### [Dokumen Sumber]
# # # # #
Bahwa dari 12 cerpen itu pilihannya jatuh pada cerpen “Ibu Pergi ke Surga” tidaklah berarti kualitas cerpen lainnya lebih rendah. Atau, tidak juga berarti cerpen “Ibu Pergi ke Surga” yang terbaik dalam antologi itu. Pilihan terhadap cerpen ini semata-mata didasarkan lantaran temanya yang pas untuk bahan pelajaran di sekolah. Di samping itu, ada dua pertimbangan yang berkaitan dengan isi ceritanya. Pertama, bahwa cerpen itu mengungkapkan sisi lain dari gambaran sebuah keluarga Batak. Kedua, berkaitan dengan sikap keimanan dan keberagamaan keluarga Batak penganut Kristen.
***
Cerpen “Ibu Pergi ke Surga” mengisahkan seorang anak yang terpaksa pulang kampung karena mendapat telegram bahwa ibunya sakit keras. Ternyata benar, ibunya sakit. Ia pun terpaksa pula tinggal beberapa hari. Saat di rumahnya akan diselenggarakan perayaan Natal, ibunya meninggal.
Cerpen ini secara tematis sesungguhnya tidaklah terlalu istimewa. Kejadian semacam itu juga sudah sangat lumrah. Seorang anak menengok ibunya yang sedang sakit, niscaya bukan pula peristiwa dahsyat. Tetapi justru di situlah sastra memainkan perannya. Bagaimana peristiwa yang bagi setiap orang merupakan hal yang sudah sangat biasa itu, justru menjadi peristiwa luar biasa ketika sastrawan mengolah dan memasukkan imajinasi dan kecendekiaannya. Bagaimana pula persoalan yang sesungguhnya merupakan masalah pribadi, orang per orang atau sangat individual sifatnya, menjadi masalah manusia dan kemanusiaan, menjadi masalah yang universal sifatnya. Kerinduan ibu kepada anak atau kecintaan anak kepada ibu, dalam cerpen itu, menggambarkan kerinduan dan kecintaan sebuah keluarga Batak yang diungkapkan secara sangat khas. Jadi, sangat mungkin perasaan cinta-rindu yang universal sifatnya itu, diungkapkan dengan cara yang berbeda dalam keluarga lain dengan kultur yang juga lain.
# # # # #
### [Label titik objek]
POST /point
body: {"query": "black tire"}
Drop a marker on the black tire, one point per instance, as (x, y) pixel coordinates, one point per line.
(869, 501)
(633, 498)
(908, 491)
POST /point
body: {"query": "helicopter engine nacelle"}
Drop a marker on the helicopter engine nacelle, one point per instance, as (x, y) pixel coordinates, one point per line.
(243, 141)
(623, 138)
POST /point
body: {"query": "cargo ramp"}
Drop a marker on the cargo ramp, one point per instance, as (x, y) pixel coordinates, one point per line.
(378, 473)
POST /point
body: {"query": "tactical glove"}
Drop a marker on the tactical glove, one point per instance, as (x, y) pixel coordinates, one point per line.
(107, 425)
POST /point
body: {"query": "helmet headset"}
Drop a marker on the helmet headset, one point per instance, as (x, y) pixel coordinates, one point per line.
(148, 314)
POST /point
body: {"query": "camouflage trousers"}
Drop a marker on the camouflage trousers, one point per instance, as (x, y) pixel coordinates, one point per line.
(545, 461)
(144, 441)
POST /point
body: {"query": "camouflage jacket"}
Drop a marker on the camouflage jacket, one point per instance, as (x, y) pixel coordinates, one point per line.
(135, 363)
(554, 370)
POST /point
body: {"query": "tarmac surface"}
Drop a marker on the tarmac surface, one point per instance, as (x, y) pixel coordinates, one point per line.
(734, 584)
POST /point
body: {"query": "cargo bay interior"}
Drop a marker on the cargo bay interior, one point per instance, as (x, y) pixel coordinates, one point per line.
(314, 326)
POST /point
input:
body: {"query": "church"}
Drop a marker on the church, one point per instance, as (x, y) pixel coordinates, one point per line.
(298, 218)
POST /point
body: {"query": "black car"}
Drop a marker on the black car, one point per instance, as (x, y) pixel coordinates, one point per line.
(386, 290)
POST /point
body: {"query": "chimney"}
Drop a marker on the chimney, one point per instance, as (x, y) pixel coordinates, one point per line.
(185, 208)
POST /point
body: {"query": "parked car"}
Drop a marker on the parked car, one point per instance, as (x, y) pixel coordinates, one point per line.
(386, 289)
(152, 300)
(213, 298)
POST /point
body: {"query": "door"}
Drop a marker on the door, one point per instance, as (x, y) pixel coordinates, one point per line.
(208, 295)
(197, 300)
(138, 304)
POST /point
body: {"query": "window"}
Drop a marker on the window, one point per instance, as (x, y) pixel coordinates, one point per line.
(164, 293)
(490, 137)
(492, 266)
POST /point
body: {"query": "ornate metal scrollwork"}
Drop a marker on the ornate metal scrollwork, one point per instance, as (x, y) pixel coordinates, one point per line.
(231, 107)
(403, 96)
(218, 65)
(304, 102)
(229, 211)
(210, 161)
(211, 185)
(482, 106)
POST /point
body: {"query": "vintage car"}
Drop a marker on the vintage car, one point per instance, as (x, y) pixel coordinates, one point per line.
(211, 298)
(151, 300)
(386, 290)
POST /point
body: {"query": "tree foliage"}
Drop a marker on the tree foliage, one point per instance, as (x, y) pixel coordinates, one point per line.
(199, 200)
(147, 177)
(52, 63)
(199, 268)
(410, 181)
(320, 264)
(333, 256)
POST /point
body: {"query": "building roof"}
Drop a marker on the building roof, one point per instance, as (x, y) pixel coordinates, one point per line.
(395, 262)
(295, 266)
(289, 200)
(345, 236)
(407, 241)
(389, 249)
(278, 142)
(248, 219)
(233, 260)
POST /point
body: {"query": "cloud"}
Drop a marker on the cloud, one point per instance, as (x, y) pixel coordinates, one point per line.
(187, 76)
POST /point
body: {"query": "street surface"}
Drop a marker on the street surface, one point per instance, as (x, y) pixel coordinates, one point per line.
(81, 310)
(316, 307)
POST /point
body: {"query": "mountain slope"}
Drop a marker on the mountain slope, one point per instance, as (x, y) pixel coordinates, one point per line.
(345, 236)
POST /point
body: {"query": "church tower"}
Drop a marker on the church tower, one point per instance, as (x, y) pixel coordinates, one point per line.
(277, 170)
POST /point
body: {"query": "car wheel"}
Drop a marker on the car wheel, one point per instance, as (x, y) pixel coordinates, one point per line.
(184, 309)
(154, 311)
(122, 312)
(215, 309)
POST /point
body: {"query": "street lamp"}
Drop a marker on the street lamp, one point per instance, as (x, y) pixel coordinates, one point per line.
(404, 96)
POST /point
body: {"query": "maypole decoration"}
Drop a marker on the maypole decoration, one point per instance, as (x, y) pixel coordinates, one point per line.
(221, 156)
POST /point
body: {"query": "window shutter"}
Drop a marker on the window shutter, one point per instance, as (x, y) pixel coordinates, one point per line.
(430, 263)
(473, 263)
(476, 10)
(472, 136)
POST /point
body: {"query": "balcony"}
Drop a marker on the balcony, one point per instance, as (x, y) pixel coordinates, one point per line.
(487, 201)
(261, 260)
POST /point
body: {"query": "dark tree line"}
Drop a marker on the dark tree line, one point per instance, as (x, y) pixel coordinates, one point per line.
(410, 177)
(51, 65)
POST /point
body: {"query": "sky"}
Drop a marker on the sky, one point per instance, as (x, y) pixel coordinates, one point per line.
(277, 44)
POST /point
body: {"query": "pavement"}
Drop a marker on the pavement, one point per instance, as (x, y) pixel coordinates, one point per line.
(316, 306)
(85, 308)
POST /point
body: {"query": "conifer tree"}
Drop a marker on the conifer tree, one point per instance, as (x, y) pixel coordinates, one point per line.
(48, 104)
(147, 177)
# # # # #
### [Petunjuk Tugas]
1. Ketik ulang bagian ulasan cerpen “Ibu Pergi ke Surga” dari “Bahwa dari 12” sampai “Natal, ibunya meninggal.” tanpa mengubah apa pun.
2. Menurut ulasan cerpen “Ibu Pergi ke Surga”, mengapa cerpen itu yang dipilih dari 12 cerpen dalam antologi? Jawab dalam satu sampai tiga kalimat.
3. Tolong lanjutkan ulasan tentang cerpen “Ibu Pergi ke Surga” mulai setelah kalimat terakhirnya.
Catatan tersebut tidak dipakai sama sekali di sini.

### [Hasil]
1.
Bahwa dari 12 cerpen itu pilihannya jatuh pada cerpen “Ibu Pergi ke Surga” tidaklah berarti kualitas cerpen lainnya lebih rendah. Atau, tidak juga berarti cerpen “Ibu Pergi ke Surga” yang terbaik dalam antologi itu. Pilihan terhadap cerpen ini semata-mata didasarkan lantaran temanya yang pas untuk bahan pelajaran di sekolah. Di samping itu, ada dua pertimbangan yang berkaitan dengan isi ceritanya. Pertama, bahwa cerpen itu mengungkapkan sisi lain dari gambaran sebuah keluarga Batak. Kedua, berkaitan dengan sikap keimanan dan keberagamaan keluarga Batak penganut Kristen.
***
Cerpen “Ibu Pergi ke Surga” mengisahkan seorang anak yang terpaksa pulang kampung karena mendapat telegram bahwa ibunya sakit keras. Ternyata benar, ibunya sakit. Ia pun terpaksa pula tinggal beberapa hari. Saat di rumahnya akan diselenggarakan perayaan Natal, ibunya meninggal.

2. Cerpen itu dipilih semata-mata karena temanya pas untuk bahan pelajaran di sekolah, bukan karena lebih baik daripada cerpen lain. Selain itu, isinya mengungkapkan sisi lain gambaran sebuah keluarga Batak serta sikap keimanan dan keberagamaan keluarga Batak penganut Kristen.

3.
Struktur penceritaannya sendiri disajikan dalam bentuk kilas balik. “Ibu akhirnya meninggal setelah mengidap penyakit dada satu tahun saja.” Inilah kalimat pembuka cerpen itu yang kemudian dilanjutkan dengan deskripsi mengenai keadaan orang tua si aku yang miskin, tinggal di kampung, tak ada obat, tak ada perawatan. Kondisi itu bagi si Ibu yang sakit dada, niscaya merupakan penderitaan yang melelahkan. Maka, ketika si ibu meninggal, tokoh aku pun berujar: Syukurlah! dalam hati. Terlalu penderitaan si tua ini. Pernyataan itu –bagi suku bangsa lain—tentu saja tidak etis, tak tahu berterima kasih. Bagaimana kematian ibu, justru disyukuri. Ada dua hal yang dapat kita tafsirkan dari sana: Pertama, si anak tidak mau ibunya terus-menerus menderita. Kedua, si anak cenderung bersikap realistik-rasional.
Dalam keluarga Batak, sosok ibu adalah segala-galanya. Paling tidak, ia sosok yang harus dihormati—disegani—bahkan ditakuti. Oleh karena itu, dalam kebanyakan keluarga Batak, anak akan sangat patuh pada orang tua –dan terutama ibu. Seorang Batak yang dikenal sebagai “Raja Tega” yang tidak mengenal takut kepada siapa pun, ia tetap akan patuh-menurut hanya kepada ibu, dan kemudian ayah. Jadi, agak aneh jika si tokoh aku malah mensyukuri kematian ibunya.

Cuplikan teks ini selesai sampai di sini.